**本文抜粋**
········

試合の競った場面でなぜサービスミスをするのか

 そのうえで、なぜ緊張してサービスミスをするのかを考えてみましょう。緊張するということは、簡単にいえば「試合に勝ちたい」という気持ちから生まれます。勝ちたい気持ちが、過度な緊張感をまねき、プレーに影響を及ぼしてしまうのです。
 もちろん、試合では誰でも試合に勝とうと思ってするのですが、あまりにも勝負にこだわると、それがプレーというか、身体に影響を与えます。そのもっとも顕著なのが、腕や手、指先です。過度に緊張すると、手許を狂わせて、普段の練習では考えられない凡ミスを招いたり、スイング・フォームに変調をきたします。
 これは何度も書いていますが、勝負にこだわるということは、結果を求めていることです。結果を求めることとは未来のことです。しかし、試合のプレーとは、いま、この現在に起きています。プレーとは、一瞬、一瞬のいまの連続のなかで起きています。それなのに、未来のことに意識が向くと、いまこの現在にいること、つまり集中できなくなるのです。この心のなかの時間的な齟齬が集中力を乱してしまうのです。
 もちろん、大前提として、勝つという強い気持ちを持つことは絶対です。勝つんだという強い決意で試合に臨むのと、中途半端に勝ちたいと試合に臨むのとでは、プレー内容がかなりちがってきます。
 ゲームオールの9-9の場面は誰でも緊張します。このとき大切なのは、自分だけが緊張しているのではなく、相手も緊張していることを理解させるべきです。9-9の場面では、勝つという強い決意があるものの、勝負へのこだわりを捨てて、プレーそのもの、いまこの現在に集中すべきなのです。勝つんだという強い気持ちはあるものの、勝負にはこだわらないのです。この一見、矛盾するようなニュアンスは、小学生にはちょっと難しいかもしれません。でも、小5なら、おそらく理解できるはずでし、そのとき理解できなくても、試合の経験を積んでいくなかで、必ず理解するでしょう。

練習時間の10%を「試合現場」の状況設定に充てる

 そして、普段の練習では、できるだけ試合に近い緊張した状態を思いだして、練習するようにします。そうはいっても、練習時間すべてにそうしろといっても無理なので、たとえば、10分間あるラリー練習をするとき、最後に「はい、次がラスト。ここから試合のつもりで。●●大会の決勝。いまゲームオールで10-9でリードしている。これでミスをしなかったら優勝だ」のように号令をかけます。もちろん、いくらこういうことを言っても、試合とまったく同じ気分にはなりませんが、こう言うだけで、それまでラリーを打っていた気分とはまったく変わるものです。そして、こういう練習を繰り返すと、実際の試合の緊張感に慣れてきます。

········

**データ抜粋**

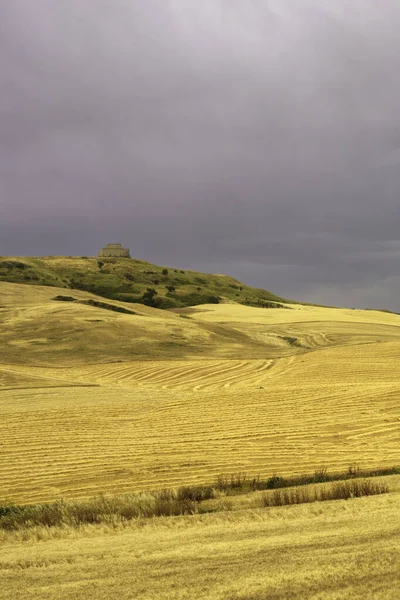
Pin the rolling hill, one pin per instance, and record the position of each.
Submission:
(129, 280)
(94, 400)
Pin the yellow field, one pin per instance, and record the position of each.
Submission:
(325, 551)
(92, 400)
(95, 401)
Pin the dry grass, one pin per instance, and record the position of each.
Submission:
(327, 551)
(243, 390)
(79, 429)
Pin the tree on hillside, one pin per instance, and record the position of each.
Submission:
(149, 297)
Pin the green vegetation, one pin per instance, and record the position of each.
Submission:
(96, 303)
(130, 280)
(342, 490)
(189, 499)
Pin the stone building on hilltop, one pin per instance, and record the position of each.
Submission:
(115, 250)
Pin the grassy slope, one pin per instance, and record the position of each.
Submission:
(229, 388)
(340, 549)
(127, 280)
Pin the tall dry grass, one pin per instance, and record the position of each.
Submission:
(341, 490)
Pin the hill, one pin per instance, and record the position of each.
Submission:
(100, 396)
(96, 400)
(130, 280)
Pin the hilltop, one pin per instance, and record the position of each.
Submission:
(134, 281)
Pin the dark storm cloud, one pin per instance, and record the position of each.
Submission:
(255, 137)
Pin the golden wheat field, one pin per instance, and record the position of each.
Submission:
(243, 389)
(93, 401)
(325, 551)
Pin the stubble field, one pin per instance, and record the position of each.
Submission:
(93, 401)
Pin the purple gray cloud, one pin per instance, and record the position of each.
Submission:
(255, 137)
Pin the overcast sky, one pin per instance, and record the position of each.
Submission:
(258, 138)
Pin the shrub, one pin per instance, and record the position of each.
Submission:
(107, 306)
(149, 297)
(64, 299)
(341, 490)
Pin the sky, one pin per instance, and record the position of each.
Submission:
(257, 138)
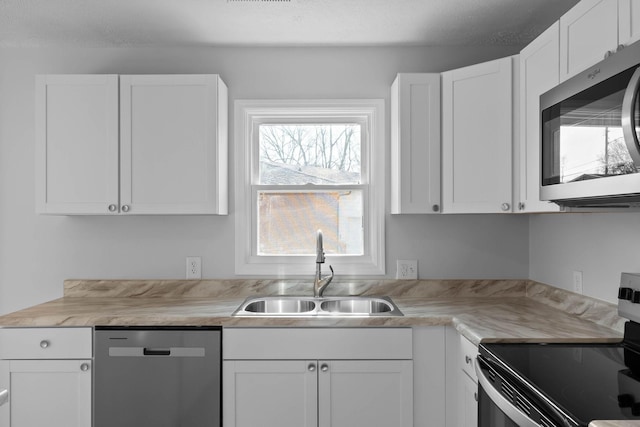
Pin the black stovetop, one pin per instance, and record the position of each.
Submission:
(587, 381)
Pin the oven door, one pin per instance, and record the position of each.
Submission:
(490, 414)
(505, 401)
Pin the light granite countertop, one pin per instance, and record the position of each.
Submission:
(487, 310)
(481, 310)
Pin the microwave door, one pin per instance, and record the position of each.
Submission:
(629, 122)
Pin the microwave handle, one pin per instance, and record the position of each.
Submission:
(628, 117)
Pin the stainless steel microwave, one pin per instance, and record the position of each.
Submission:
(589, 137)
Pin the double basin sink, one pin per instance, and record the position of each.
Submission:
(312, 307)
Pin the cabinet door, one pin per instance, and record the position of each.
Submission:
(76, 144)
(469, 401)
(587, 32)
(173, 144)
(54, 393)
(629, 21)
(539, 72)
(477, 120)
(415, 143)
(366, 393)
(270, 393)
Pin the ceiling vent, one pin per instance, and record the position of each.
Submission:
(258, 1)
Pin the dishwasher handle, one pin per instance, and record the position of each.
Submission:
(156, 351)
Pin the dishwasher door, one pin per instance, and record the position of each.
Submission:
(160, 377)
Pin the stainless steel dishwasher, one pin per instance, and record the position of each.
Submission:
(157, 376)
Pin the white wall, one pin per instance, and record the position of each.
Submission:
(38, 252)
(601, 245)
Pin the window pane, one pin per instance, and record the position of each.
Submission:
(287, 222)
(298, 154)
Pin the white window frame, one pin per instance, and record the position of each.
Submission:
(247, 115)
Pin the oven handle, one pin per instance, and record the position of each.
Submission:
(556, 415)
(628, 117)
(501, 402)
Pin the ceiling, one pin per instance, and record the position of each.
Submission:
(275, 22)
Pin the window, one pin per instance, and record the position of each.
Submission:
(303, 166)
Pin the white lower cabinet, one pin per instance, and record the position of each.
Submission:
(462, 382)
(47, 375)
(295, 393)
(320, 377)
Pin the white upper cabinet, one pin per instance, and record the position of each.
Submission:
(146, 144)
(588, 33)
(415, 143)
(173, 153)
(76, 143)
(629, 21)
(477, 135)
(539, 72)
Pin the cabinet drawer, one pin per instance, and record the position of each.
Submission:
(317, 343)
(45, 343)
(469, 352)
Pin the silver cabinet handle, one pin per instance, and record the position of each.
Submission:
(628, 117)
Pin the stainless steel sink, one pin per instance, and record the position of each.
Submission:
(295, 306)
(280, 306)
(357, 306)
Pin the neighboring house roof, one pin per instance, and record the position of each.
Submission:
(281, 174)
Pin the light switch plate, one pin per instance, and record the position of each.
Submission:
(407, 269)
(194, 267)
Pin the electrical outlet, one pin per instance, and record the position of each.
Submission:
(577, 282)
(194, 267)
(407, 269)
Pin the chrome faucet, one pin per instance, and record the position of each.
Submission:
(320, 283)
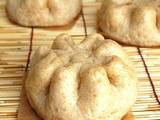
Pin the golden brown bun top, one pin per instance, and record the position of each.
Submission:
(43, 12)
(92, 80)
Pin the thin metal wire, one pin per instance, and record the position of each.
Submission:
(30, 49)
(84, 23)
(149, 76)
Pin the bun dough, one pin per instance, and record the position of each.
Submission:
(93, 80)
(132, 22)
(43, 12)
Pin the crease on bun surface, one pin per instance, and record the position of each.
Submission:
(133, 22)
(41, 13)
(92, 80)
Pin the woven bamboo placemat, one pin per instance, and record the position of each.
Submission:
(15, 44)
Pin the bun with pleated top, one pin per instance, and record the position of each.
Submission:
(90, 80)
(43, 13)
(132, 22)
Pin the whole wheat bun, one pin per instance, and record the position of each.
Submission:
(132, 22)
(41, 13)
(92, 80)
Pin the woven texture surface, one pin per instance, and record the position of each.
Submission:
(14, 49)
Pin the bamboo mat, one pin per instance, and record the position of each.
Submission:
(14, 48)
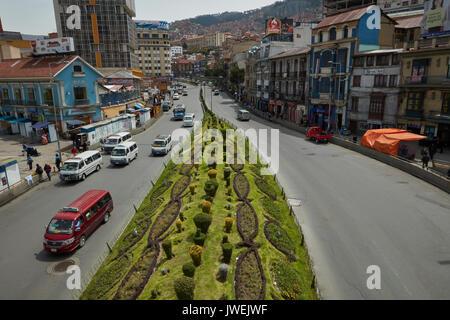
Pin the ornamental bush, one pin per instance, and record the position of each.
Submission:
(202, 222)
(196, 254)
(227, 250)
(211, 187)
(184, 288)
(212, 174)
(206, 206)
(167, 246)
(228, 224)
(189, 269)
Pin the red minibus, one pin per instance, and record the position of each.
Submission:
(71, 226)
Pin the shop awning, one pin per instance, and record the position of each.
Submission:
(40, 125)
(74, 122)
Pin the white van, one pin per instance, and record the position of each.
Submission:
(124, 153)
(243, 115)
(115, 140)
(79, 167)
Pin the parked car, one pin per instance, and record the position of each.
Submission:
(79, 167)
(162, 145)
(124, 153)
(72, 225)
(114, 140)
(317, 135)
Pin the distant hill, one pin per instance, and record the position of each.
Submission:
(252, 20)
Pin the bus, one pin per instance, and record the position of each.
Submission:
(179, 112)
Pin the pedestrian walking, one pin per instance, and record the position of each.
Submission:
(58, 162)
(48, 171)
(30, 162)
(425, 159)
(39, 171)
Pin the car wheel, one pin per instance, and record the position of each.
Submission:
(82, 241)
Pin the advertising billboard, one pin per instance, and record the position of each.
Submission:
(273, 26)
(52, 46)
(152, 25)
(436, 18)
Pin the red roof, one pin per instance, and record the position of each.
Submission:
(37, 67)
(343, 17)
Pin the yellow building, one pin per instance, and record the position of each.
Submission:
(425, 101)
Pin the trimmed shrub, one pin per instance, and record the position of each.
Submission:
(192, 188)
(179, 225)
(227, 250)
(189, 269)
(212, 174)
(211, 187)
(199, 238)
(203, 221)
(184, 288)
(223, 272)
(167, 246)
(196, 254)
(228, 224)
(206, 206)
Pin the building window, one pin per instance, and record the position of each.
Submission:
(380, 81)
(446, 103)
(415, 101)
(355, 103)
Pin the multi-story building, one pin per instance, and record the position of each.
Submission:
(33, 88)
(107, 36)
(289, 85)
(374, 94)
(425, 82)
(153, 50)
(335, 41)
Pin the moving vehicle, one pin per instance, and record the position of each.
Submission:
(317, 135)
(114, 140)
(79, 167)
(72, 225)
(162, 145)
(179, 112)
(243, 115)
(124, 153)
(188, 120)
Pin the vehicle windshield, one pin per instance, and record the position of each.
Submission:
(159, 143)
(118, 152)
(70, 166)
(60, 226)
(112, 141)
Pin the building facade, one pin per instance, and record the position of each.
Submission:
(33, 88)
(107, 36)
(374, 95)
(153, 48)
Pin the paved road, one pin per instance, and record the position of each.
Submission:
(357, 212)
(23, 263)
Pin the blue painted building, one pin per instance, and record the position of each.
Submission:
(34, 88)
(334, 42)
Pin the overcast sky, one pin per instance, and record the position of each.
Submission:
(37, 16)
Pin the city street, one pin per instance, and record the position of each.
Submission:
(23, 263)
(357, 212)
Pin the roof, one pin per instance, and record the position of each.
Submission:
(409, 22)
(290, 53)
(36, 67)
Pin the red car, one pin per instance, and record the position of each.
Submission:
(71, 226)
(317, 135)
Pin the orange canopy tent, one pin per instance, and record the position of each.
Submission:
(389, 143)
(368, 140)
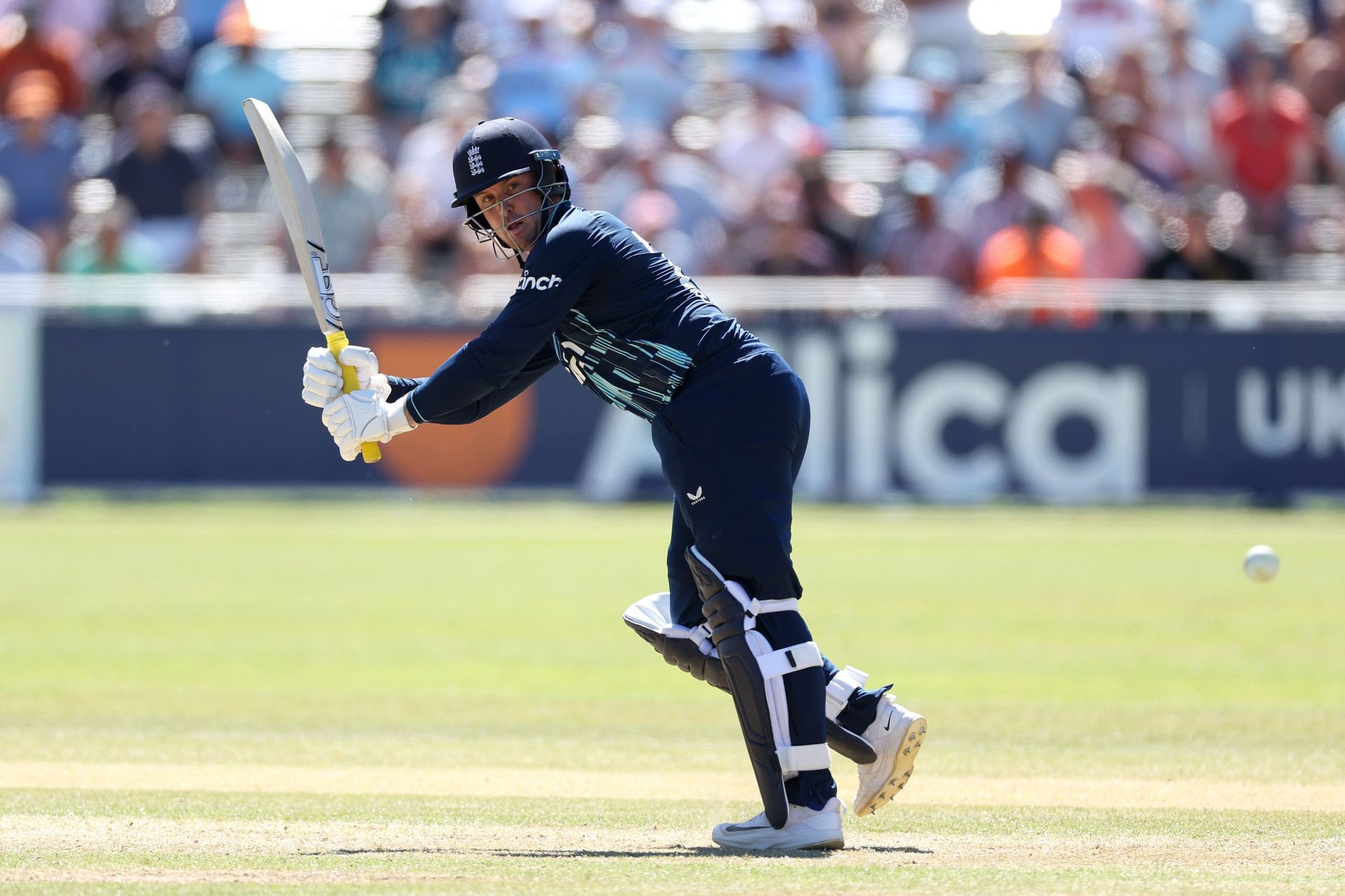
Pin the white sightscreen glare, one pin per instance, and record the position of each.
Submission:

········

**課題一覧**
- 1) 記録の中から「building」という語を含む行をすべて抜き出してください。
- 2) 試合での緊張とサービスミスについての文章を、最後の文の後から書き進めてください。

**解答**
- 1)
Pin the stone building on hilltop, one pin per instance, and record the position of each.
Pin the yellow building, one pin per instance, and record the position of each.
Pin the building window, one pin per instance, and record the position of each.
Pin the multi-story building, one pin per instance, and record the position of each.
Pin the building facade, one pin per instance, and record the position of each.
Pin the blue painted building, one pin per instance, and record the position of each.

- 2)
 また、練習のときのゲームでも、最後のゲームには、できるだけ実力の接近したラバル同志を対戦させるようにして、先ほどのように、「これが決勝戦。これに勝ったら優勝だ」と子供たちに宣言します。指導者がたった一言こういうだけで、子供は冗談だと知って笑うでしょうけど、それでも喜んで、しかもそれなりの緊張感を味わって、この練習ゲームに入っていきます。
 
優秀な指導者とは「物語を編集」できること

 そして、このゲームが終わったら、みんなを集めて、勝った子の名前をあげて、「●●くん、優勝おめでとう!」と指導者が大きな声で称え、「はい、みんな拍手」と勝者を称えるようにうながすといいでしょう。
 こういうやりかたは、中学生までは、絶大な効果がありますが、高校生でも大学生でも、いや大人でも、それなりの効果がありものです。
 人は物語に入ると熱中します。指導者とは、いかに最適な物語をクライアント(練習生)に提供できるかにかかっています。物語を編集する能力が、指導者の能力だといってもいいほどです。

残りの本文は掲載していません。